#### TAREAS DEL EJERCICIO:
(a) Responda a estas preguntas a partir del fragmento sobre Pablo Neruda:
(i) ¿Dónde estudiaba francés Albertina Azócar Soto cuando Neruda la conoció?
(ii) ¿En qué ciudad conoció Neruda a Delia del Carril?
(iii) ¿Qué libro declara Neruda como su preferido?
(b) Cite literalmente el fragmento sobre Pablo Neruda desde "Más tarde, a" hasta "de sí mismo.", ambas partes incluidas.

#### TEXTO PARA LEER:
La vida sentimental de Pablo Neruda, el hombre hoy cansado, fue muy agitada, eso todo al mundo lo sabe. Los dos amores más importantes de su época de soltero inspiraron sus "Veinte poemas. . ." Una se llamaba Teresa Vázquez León, hoy casada con un mecánico en máquinas de escribir, y Neruda la llamó Marisol. La otra, a quien Neruda llamó Mari-sombra, se llama Albertina Azócar Soto y está casada hoy con otro poeta. La conoció cuando aún no tenía 20 años, en el Instituto Pedagógico, donde estudiaba francés.
Más tarde, a los 23 años, cuando fue nombrado cónsul en Rangún (Birmania) vivió un apasionado y turbulento romance con una nativa, Jossie Blis. De esa relación nació otro de sus célebres poemas, "Tango del viudo", escrito cuando Neruda pudo huir de Rangún y de las amenazas de muerte de la despechada Jossie Bliss.
—Su segunda esposa, Neruda, creo que fue una argentina. . .
—Si, es cierto. A Delia del Carril, cuñada del autor de "Don Segundo Sombra", la conocí en Madrid. Ella tenía 15 años más que yo, pero era activa, interesante, muy sensible. Hacia grabados, todavía los hace, ahora que tiene 80 años y sigue viviendo en Chile. Tengo buenas relaciones con ella.
—¿Alguna vez pudo escribir poemas sin estar viviendo un gran amor?
—Muy pocas. Sólo en el amor, y con el amor, el hombre puede dar lo mejor de sí mismo.
—¿A cuál de todos sus libros recuerda más?
—Creo que con "Odas elementales" encontré mi verdadero camino, descubrí un nuevo mundo como poeta. Es mi preferido. Pero también me gusta "Residencia en la Tierra" y "Tentativa del hombre infinito". Pero es muy difícil, sabe usted, es muy difícil definirse por uno o dos.
—¿Cree que un escritor, un poeta, debe estar comprometido políticamente?
—Sin dudas, es indispensable. Detesto el apoliticismo y los apolíticos. Yo soy muy comprensivo, muy amplio, para tolerar los defectos de los demás. Pero ese defecto no puedo soportarlo en un ser humano. Porque no ser político significa ser indiferente a lo que lo rodea, no tener ambiciones, no querer cambiar, conformarse con todo y resignarse.
—¿Se iría alguna vez definitivamente de Chile?

#### DATOS EXTRAÍDOS:
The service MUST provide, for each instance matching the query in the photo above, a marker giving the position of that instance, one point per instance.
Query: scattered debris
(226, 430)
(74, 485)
==
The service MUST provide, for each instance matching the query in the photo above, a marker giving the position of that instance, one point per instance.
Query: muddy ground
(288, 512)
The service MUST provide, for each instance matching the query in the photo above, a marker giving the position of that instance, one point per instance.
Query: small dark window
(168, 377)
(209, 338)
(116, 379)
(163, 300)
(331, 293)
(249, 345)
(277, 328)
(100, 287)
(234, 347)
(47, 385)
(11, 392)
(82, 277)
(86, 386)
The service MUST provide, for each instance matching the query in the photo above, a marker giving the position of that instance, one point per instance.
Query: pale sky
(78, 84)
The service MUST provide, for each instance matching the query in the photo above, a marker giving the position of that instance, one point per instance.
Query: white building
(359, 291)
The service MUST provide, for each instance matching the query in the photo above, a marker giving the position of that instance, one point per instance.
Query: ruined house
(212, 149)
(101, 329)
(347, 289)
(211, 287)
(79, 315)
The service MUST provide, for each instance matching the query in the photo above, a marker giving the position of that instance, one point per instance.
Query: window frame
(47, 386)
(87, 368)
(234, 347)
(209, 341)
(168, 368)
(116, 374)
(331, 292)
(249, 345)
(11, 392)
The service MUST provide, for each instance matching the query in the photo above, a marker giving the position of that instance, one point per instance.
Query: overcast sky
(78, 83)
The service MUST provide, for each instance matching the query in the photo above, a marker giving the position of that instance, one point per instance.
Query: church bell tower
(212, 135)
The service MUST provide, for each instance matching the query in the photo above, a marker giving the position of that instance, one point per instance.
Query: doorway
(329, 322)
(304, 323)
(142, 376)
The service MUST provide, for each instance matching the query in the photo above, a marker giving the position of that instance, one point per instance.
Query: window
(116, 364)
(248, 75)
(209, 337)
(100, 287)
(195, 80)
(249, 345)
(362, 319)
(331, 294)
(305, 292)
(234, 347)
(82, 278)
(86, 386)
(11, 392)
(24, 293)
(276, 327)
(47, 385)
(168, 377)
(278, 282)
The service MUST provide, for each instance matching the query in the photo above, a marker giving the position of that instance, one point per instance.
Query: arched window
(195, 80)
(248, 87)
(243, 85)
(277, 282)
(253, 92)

#### SOLUCIONES:
(a)
(i) En el Instituto Pedagógico.
(ii) En Madrid.
(iii) "Odas elementales".

(b)
Más tarde, a los 23 años, cuando fue nombrado cónsul en Rangún (Birmania) vivió un apasionado y turbulento romance con una nativa, Jossie Blis. De esa relación nació otro de sus célebres poemas, "Tango del viudo", escrito cuando Neruda pudo huir de Rangún y de las amenazas de muerte de la despechada Jossie Bliss.
—Su segunda esposa, Neruda, creo que fue una argentina. . .
—Si, es cierto. A Delia del Carril, cuñada del autor de "Don Segundo Sombra", la conocí en Madrid. Ella tenía 15 años más que yo, pero era activa, interesante, muy sensible. Hacia grabados, todavía los hace, ahora que tiene 80 años y sigue viviendo en Chile. Tengo buenas relaciones con ella.
—¿Alguna vez pudo escribir poemas sin estar viviendo un gran amor?
—Muy pocas. Sólo en el amor, y con el amor, el hombre puede dar lo mejor de sí mismo.